**Records for the task:**

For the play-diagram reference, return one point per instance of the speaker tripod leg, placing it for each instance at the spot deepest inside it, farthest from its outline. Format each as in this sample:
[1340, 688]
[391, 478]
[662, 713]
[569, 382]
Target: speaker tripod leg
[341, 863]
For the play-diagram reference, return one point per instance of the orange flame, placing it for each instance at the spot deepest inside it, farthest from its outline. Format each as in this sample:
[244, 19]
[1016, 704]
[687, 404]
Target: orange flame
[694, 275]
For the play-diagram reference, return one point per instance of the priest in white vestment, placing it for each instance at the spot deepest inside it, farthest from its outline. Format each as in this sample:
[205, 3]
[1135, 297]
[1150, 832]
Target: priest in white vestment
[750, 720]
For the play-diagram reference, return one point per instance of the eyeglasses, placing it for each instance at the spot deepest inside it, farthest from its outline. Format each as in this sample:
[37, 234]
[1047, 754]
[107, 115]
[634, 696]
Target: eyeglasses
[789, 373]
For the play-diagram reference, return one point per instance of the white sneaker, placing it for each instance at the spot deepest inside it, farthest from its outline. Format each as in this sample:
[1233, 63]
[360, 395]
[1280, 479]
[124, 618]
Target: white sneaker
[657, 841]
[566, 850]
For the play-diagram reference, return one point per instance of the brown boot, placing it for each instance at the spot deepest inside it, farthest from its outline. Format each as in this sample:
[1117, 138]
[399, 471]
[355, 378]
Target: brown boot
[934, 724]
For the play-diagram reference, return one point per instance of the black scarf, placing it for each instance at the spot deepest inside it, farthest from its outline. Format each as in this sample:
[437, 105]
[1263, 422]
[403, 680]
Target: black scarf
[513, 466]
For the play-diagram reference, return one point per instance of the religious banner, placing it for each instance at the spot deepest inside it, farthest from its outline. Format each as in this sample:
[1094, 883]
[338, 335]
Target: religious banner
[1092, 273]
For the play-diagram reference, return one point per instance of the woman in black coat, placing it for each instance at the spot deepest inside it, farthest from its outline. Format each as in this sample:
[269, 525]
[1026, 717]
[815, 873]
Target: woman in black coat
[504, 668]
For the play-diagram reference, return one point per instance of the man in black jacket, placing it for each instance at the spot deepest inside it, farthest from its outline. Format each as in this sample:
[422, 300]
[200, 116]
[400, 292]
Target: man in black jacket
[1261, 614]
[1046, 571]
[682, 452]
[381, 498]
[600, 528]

**Your task:** Transcribe the data in full, keeping every character.

**Problem solution:**
For the play-diagram reference, return one point per instance of the speaker tripod leg, placing it for each instance at the spot deepest inside it, farthest from its outline. Format each as in this sample:
[1340, 688]
[391, 478]
[662, 713]
[569, 382]
Target: speaker tripod leg
[341, 863]
For the play-diagram reference, return one point per instance of the orange flame, placing it for each instance at the spot deepest inside it, farthest from its outline. Format each as in this sample:
[244, 19]
[1016, 704]
[687, 404]
Target: orange flame
[694, 275]
For the play-diagram reference, return one point per instance of the priest in white vestment, placing it for each instance at the spot deepest inside it, farthest from its outline. Format each as in this sample:
[205, 3]
[1135, 297]
[1150, 832]
Target: priest in white vestment
[750, 720]
For the play-diagram reference, return one point per instance of the eyeglasses, placing it for each instance at the spot deepest inside it, farthest from its outline. Format each as in this sample:
[37, 234]
[1047, 754]
[107, 115]
[634, 696]
Target: eyeglasses
[789, 373]
For the play-diagram reference, return one point per instance of the white sneaker, placing it for each instance at the spot deepest inside it, farthest from its outline. Format each as in this sample:
[1233, 63]
[360, 395]
[1280, 479]
[124, 618]
Target: white sneaker
[657, 841]
[566, 850]
For the play-diagram reference, return one point per instance of the brown boot, placing it for each instance at the spot deepest inside it, farthest from its outline. Format each as in this sample:
[1117, 138]
[399, 471]
[355, 378]
Target: brown boot
[934, 724]
For the play-diagram reference, return one point per instance of the black scarf, placing it for each instance at the spot deepest inside it, farthest from its outline. Format each as in this sample:
[437, 105]
[1263, 422]
[403, 680]
Target: black scarf
[513, 466]
For the play-diagram reference, return one point per instance of the religious banner, placing it for each instance at the spot deepest inside it, farthest from its outline. Format each as in this sample:
[1094, 883]
[338, 335]
Target: religious banner
[1092, 273]
For the play-diagram reference, return one point per instance of the woman in black coat, placing it for each instance at the spot deepest inside it, farthest from its outline. Format each as in this sample:
[269, 525]
[1026, 717]
[815, 873]
Target: woman in black coat
[504, 668]
For the play-diagram reference, return one point per instance of the man in black jacket, placing it for each instance at the spot deepest inside it, farthest from its outline. Format each as in this sample:
[422, 300]
[200, 116]
[400, 292]
Target: man in black jacket
[1261, 614]
[1046, 571]
[682, 452]
[381, 498]
[600, 528]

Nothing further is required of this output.